## WHAT IS BEING ASKED
Where a line in the material below has the string "instance", please report it.

[Opening SUPPLIED RECORDS section]

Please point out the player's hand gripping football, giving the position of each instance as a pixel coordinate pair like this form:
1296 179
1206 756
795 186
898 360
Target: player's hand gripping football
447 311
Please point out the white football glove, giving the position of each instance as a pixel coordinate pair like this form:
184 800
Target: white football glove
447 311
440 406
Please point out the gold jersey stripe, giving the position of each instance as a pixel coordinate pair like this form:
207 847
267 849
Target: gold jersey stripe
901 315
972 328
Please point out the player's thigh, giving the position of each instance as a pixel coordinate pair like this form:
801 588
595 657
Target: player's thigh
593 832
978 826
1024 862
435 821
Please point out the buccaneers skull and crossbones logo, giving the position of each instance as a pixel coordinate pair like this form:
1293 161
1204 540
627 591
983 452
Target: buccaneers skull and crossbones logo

[Closing SUPPLIED RECORDS section]
[Opening SUPPLIED RECORDS section]

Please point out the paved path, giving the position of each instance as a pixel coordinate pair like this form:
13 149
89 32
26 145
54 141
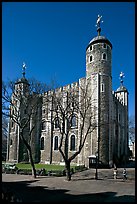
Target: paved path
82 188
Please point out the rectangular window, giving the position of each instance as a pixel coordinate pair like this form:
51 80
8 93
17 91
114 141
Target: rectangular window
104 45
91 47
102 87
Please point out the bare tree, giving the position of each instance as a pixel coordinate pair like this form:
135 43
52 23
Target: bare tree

[Closing SUPPLIED RECORDS section]

## SOLUTION TO THIS PROBLEM
Please point out the player's hand gripping football, giving the position of each instance as a pixel coordinate pair like this form:
Please point out the white football glove, giving the position of each instance as a pixel coordinate pair like this form:
Please point out the gold jersey stripe, giving the position of each instance as a pixel coordinate pair like this form:
Please point out the player's thigh, giving the position of each instance as a pixel coordinate pair like this form:
Please point out the buccaneers skull and crossbones logo, giving the position of each instance as a pixel coordinate pair like this form:
Please point out the paved path, giving the position of each instance as a pixel coordinate pair like this form:
Please point out the rectangular window, giving the position of each instance as a pixel coordinate pair like this form:
Please point out the bare tree, giving the position of each instance as a pixel coordinate pair like this form:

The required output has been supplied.